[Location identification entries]

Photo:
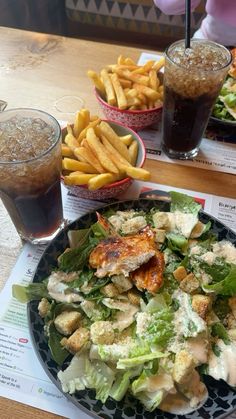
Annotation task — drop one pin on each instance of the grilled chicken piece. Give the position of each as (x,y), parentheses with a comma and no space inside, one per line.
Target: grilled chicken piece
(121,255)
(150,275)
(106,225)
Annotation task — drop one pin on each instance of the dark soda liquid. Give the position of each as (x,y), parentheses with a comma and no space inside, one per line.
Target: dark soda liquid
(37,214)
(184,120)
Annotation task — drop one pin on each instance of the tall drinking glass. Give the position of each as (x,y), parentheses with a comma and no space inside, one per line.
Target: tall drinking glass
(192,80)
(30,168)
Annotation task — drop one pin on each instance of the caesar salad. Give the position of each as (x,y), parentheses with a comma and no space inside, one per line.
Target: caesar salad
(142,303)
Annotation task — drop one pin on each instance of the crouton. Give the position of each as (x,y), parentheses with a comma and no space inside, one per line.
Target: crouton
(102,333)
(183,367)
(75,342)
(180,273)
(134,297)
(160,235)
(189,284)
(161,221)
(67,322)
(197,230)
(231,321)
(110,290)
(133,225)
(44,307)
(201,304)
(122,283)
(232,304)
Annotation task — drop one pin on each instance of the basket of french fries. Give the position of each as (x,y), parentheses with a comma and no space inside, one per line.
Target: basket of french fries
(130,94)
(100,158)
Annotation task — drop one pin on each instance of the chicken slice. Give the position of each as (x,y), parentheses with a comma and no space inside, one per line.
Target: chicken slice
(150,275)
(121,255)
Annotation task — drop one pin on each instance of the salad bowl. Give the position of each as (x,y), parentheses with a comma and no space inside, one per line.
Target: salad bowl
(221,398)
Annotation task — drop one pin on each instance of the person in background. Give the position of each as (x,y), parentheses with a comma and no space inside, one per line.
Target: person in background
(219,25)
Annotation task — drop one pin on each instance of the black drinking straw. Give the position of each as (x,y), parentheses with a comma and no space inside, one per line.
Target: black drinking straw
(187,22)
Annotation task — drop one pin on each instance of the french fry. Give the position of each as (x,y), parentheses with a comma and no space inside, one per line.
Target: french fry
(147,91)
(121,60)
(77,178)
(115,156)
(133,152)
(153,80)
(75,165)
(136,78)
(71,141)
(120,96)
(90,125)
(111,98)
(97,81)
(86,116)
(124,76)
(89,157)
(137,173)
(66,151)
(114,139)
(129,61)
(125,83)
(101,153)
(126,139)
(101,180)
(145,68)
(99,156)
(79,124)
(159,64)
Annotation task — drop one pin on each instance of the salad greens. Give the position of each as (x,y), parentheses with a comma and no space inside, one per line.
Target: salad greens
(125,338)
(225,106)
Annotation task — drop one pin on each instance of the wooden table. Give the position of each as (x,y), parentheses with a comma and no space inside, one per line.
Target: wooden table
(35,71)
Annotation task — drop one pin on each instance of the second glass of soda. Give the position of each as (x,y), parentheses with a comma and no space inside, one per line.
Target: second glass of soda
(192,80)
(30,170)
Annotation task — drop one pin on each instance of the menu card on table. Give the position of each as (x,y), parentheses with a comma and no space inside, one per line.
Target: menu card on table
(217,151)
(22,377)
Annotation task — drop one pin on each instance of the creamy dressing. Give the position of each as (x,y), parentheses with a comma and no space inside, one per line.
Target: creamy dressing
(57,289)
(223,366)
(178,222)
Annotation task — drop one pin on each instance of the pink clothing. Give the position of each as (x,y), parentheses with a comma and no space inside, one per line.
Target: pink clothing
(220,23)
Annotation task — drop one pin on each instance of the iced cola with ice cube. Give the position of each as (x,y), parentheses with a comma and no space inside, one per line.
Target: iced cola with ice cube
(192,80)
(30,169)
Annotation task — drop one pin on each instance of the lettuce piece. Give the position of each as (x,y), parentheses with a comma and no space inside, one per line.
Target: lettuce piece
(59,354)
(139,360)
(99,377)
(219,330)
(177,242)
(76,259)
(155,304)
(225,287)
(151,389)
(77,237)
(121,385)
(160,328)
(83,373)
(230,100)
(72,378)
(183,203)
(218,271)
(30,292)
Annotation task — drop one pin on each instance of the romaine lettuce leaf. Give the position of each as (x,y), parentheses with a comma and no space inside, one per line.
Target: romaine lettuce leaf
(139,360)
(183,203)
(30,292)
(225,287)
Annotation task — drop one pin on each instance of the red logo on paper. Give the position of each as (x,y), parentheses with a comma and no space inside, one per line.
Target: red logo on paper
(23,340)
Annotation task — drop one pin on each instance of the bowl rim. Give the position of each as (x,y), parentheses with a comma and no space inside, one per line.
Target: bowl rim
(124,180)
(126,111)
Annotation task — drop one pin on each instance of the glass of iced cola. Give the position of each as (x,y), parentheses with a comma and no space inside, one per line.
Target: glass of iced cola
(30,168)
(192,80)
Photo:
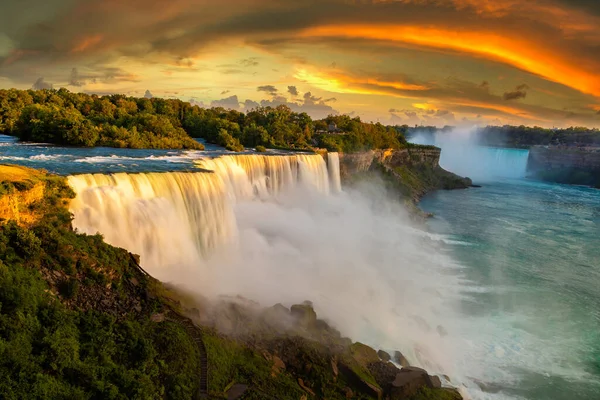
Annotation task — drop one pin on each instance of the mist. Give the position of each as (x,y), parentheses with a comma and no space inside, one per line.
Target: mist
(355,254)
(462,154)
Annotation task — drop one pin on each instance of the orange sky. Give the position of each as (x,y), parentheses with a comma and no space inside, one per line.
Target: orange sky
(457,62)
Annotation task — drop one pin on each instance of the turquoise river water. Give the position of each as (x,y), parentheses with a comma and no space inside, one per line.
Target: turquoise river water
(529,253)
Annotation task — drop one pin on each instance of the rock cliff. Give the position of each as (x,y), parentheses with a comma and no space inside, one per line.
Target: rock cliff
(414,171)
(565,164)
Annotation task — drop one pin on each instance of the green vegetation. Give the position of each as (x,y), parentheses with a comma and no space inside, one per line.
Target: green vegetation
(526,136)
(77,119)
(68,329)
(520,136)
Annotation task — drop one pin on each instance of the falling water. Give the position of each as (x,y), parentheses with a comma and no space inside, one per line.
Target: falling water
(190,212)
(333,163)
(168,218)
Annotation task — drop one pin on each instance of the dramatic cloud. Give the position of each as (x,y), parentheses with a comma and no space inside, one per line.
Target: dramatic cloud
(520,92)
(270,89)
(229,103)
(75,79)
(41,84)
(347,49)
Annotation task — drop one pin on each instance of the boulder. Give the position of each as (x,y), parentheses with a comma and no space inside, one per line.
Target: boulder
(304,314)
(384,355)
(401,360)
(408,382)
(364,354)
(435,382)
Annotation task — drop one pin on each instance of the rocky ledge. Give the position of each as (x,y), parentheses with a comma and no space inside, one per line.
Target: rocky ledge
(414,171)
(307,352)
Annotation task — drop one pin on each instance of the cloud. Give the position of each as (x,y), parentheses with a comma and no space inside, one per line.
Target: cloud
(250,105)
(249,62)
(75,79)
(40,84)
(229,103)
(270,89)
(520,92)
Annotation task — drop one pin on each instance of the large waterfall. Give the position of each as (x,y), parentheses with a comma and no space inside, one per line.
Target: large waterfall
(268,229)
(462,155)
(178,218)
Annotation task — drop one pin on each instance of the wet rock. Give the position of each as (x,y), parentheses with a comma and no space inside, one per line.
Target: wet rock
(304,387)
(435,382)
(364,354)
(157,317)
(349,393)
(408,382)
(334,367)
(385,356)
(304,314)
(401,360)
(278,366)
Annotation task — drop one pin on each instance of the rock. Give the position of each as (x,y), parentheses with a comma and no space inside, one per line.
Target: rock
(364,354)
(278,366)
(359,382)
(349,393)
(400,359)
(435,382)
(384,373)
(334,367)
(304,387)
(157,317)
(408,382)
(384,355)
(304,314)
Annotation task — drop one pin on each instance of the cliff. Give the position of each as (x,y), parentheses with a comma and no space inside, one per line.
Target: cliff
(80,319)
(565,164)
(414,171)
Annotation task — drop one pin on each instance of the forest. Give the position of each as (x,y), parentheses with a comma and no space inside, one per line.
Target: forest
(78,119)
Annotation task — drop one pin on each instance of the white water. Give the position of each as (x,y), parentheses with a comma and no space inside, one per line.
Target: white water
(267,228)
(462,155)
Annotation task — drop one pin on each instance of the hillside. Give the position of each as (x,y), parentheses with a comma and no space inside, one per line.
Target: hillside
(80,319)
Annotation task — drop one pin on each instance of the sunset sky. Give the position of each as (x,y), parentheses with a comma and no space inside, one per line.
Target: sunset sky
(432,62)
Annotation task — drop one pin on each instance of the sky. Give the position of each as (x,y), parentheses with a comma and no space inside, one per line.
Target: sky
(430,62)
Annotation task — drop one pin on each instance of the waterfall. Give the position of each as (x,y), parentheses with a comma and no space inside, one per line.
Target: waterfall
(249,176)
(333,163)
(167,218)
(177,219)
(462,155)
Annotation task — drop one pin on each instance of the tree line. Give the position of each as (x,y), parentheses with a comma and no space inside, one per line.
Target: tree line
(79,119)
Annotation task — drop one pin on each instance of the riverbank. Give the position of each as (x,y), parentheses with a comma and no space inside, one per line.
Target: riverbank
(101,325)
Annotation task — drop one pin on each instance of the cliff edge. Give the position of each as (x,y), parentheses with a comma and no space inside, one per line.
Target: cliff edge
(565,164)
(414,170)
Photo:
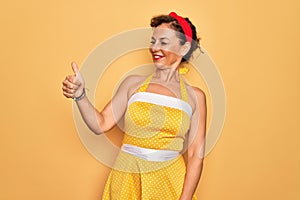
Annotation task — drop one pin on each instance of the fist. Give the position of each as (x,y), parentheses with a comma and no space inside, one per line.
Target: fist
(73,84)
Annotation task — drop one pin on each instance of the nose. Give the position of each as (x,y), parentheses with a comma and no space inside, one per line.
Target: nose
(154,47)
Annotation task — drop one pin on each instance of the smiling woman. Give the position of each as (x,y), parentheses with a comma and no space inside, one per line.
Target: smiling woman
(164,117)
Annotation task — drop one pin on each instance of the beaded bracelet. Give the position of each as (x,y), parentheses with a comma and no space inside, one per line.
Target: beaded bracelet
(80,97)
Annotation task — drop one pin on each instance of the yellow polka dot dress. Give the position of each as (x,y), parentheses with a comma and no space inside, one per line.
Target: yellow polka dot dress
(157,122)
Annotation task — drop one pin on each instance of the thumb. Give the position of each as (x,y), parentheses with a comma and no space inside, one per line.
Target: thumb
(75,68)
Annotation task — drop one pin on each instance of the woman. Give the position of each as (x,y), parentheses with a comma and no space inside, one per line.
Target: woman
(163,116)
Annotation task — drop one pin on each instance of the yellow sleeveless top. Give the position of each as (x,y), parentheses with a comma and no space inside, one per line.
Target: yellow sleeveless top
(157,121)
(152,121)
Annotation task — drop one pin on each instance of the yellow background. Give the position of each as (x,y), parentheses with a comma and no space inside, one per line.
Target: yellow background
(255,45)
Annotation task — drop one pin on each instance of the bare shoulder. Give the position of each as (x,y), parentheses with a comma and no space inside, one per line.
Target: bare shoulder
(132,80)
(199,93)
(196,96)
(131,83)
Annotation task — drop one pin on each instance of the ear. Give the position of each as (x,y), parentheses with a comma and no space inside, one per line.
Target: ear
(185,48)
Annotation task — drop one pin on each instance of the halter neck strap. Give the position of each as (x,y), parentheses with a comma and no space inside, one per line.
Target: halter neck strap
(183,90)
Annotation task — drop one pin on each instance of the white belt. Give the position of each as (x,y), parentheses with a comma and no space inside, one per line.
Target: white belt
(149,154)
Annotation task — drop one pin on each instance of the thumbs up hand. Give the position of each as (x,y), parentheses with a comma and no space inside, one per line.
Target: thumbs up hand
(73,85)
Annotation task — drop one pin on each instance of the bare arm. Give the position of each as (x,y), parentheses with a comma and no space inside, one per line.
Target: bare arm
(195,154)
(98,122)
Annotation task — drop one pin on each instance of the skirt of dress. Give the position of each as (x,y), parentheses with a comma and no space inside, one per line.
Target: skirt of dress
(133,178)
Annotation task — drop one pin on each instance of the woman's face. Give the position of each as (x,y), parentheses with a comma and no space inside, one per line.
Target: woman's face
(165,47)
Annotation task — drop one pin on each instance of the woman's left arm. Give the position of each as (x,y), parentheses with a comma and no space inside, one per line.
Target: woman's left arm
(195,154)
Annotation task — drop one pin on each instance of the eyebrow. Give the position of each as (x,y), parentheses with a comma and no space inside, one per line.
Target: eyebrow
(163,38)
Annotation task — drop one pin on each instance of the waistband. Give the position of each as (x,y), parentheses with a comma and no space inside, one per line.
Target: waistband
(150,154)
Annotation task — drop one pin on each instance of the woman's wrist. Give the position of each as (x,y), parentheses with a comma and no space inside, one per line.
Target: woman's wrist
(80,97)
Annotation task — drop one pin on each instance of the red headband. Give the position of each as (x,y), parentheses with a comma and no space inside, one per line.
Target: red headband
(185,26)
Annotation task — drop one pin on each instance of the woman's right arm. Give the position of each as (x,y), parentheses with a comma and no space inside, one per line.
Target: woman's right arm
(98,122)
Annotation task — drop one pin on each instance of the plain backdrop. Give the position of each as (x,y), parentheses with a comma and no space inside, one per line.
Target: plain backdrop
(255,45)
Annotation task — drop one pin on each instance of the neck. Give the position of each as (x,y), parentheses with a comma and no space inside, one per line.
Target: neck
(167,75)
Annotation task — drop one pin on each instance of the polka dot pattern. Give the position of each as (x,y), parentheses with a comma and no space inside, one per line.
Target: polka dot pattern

• Aim of the task: Your output consists solely of the lines from the one with "the woman's right" through the last line, copied exactly.

• Completed task:
Annotation task — drop one pin on each instance of the woman's right arm. Give the position of each as (x,y), parentheses with a comma and no space inside, one per line.
Target: woman's right arm
(98,122)
Annotation task — drop one pin on each instance of the plain backdrop. Give the position of each as (x,y), parentheses with a comma and no space inside, one per line.
Target: plain backdrop
(255,45)
Annotation task — drop one pin on each instance of the neck. Give the position of each as (x,y), parentheses with a comma and no space inside, one per line.
Target: neck
(167,75)
Annotation task — drop one pin on each instance of the polka dot pattern. Give the position of each as (x,y), parentheses with a comma and no space inside, one per line.
Target: polka dot pattern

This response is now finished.